_ASSIGNED TASK:_ Edit the passage of the court ruling from "In a decision" to "to the decision.", putting "reliable witness" in place of "credible witness".

_SOURCE EXTRACT:_
-----
ORDERED that, on the court’s own motion, the notice of appeal from the decision dated February 4, 2014 is deemed a premature notice of appeal from the judgment entered November 12, 2014 (see CPLR 5520 [c]); and it is further,

ORDERED that the judgment is reversed, with $30 costs, and the matter is remitted to the Civil Court for the entry of a judgment in favor of defendant dismissing the complaint.

In this action by a New Jersey facility to recover assigned first-party no-fault benefits, the parties stipulated, prior to the commencement of a nonjury trial, that defendant had received plaintiff’s claim form seeking $7,590.60 for a facility fee for a manipulation under anesthesia (MUA) procedure performed at plaintiff’s facility and that defendant had issued a timely denial of claim form premised upon a lack of medical necessity, based on the peer review report of Dr. Robert Snitkoff, a licensed chiropractor, who had been certified in MUA. The sole witness to testify at trial was defendant’s witness, Dr. Paul Priolo, a licensed chiropractor, certified in MUA. Plaintiff stipulated to Dr. Priolo’s “credentials [and] expertise.” Dr. Priolo testified that he had concluded, based upon his review of Dr. Snitkoff’s peer review report and the documentation upon which the peer review report relied, that there was a lack of medical necessity for the MUA procedure.

In a decision after trial, the Civil Court (Philip S. Straniere, J.) found that Dr. Priolo was a credible witness and that his testimony had sufficiently demonstrated a lack of medical necessity. Because plaintiff had not submitted any evidence to the contrary, the Civil Court determined that “the action must be dismissed.” Nevertheless, the court, in its decision, which ultimately found for plaintiff in the sum of $7,590.60, stated the following: “This court has held that chiropractors cannot perform MUA in New York because it is considered a surgical procedure and only physicians may perform. Therefore opinion of chiropractor is not sufficient to establish lack of medical/chiropractic necessity of MUA or surgical center charge.” A judgment awarding plaintiff the principal sum of $7,590.60 was entered pursuant to the decision.
-----
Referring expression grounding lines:
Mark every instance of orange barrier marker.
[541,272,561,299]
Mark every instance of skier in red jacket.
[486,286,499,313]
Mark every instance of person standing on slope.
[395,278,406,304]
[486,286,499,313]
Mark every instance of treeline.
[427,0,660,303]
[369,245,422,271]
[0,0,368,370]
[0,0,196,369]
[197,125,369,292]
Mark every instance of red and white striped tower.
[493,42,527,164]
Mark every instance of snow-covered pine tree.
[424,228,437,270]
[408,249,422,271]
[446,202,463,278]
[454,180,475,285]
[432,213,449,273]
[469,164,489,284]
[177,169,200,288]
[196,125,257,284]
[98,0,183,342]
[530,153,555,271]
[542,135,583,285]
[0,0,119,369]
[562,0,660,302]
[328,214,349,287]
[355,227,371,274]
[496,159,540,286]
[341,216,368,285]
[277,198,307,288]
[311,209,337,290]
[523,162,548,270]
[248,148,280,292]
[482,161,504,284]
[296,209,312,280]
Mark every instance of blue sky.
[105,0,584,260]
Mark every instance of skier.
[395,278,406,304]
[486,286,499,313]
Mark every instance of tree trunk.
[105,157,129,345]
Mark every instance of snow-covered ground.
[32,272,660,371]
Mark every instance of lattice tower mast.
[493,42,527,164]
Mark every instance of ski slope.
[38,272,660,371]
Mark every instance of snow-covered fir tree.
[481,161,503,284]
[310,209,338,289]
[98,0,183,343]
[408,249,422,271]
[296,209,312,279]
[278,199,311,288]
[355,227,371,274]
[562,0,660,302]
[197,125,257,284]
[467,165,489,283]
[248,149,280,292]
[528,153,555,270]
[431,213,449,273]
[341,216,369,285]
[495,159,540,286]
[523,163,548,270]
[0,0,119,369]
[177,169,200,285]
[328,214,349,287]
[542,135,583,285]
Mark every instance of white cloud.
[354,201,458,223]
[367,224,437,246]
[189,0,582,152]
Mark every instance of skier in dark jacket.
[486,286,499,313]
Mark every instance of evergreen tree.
-----
_ANSWER:_
In a decision after trial, the Civil Court (Philip S. Straniere, J.) found that Dr. Priolo was a reliable witness and that his testimony had sufficiently demonstrated a lack of medical necessity. Because plaintiff had not submitted any evidence to the contrary, the Civil Court determined that “the action must be dismissed.” Nevertheless, the court, in its decision, which ultimately found for plaintiff in the sum of $7,590.60, stated the following: “This court has held that chiropractors cannot perform MUA in New York because it is considered a surgical procedure and only physicians may perform. Therefore opinion of chiropractor is not sufficient to establish lack of medical/chiropractic necessity of MUA or surgical center charge.” A judgment awarding plaintiff the principal sum of $7,590.60 was entered pursuant to the decision.